EXTRACT.
We were treated to an amazing success story. One of the boys, with the
help and encouragement of his CINI-Asha teachers, had submitted a
project on growing plants in urban conditions to a science fair, and he
had won an award for his work! He had traveled all the way to Hyderabad
to receive his prize, and was written about in various local papers: the
street kid who had wowed the world of school science. According to an
amused Sulagna (she has a Masters degree in Social Work and seems to
love the kids), he was now walking about with a swagger, and was
impossible to be around!
After saying good-bye to the boys, we drove to the drop-in center for
girls, which was just around the corner from Sealdah station. Just as
with the center at Sealdah, there were some twenty-five girls sitting on
the floor. Kali decided that the girls would put on a show for us; they
did, and we left crying.
Kali sat in front of the girls, and introduced us as visitors from
America. Then he asked the girls if anybody would like to sing for us,
and the mood in the room seemed to turn electric. A huge number of
hands went up, and there was a clamor as half the girls in the room
vied for Kali's attention. The eagerness stunned us. Kali called on
the girls, and one-by-one, they started to sing. As each one jumped up
to perform, the other girls in the room all fell silent and looked
encouragingly at the singer; the atmosphere seemed warm and supportive.
I saw several girls encouraging some of their shyer friends to
volunteer. The songs were in both Bengali and Hindi. After a few such
songs, the kids took it upon themselves to broaden their act: some of
the kids started to recite poetry. Each performer got a huge round of
applause from the other kids, and would sit down looking pleased and
happy.
Every girl who performed brought giant lumps to our throats; these were
kids who had been badly abused, who lived off the streets, and did not
have a home. To seem so trusting, secure, and affectionate, they must
have come a very long way.

AVAILABLE DATA.
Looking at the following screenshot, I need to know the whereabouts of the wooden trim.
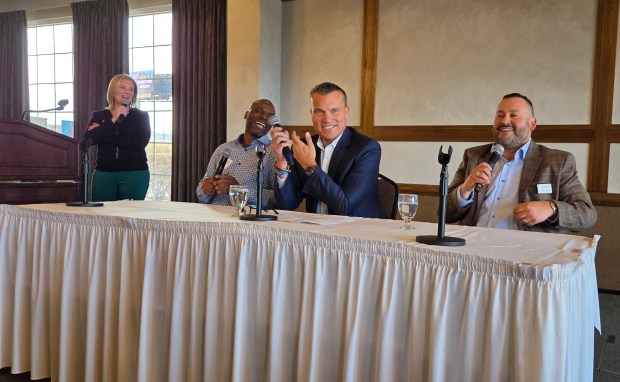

WHAT IS NEEDED. Continue the account of the visit to the CINI-Asha drop-in centers, picking up after its last sentence rather than after the data.

ANSWER BOX.
After several of the girls had performed, Kali (the children seemed to
love him) asked the girls, one by one, what they would like to be when
they would grow up. The answer always started "I would like to learn to
read and write, and then, I would like to be a ..." A large number of
them wanted to be teachers, some of them wanted to be doctors, and one
of them even wanted to be a lawyer!
After this, the group broke up, and Sulagna introduced us to the staff.
These were clearly a very dedicated and talented lot to have wrought
such wonders with the kids. As we walked through the remaining parts of
the center, the children milled around us. Several of them seemed very
eager to talk to us; once again, I was struck by how affectionate they
were. It would be natural if the kids seemed starved of receiving
affection, but CINI-Asha's kids instead seemed starved of giving
affection.
We said our good-byes. The kids kept on hugging us, our leave-taking
was protracted. We left as very different people from the ones who had
set out earlier that evening to see CINI-Asha at work. I recall telling
Prabha that we should adopt two of these children. I remember feeling
that everything else I had spent my time doing was inessential and
inconsequential; that these kids were what life is all about. I recall
tears, and lumps in throats.
A few days later, we met the girl who once used to dress like a boy to
escape abuse, and who has since been in CINI-Asha's care. This girl is
now in her mid-teens, is an accomplished athlete, and is doing very well
at school. She is planning to go to college very soon.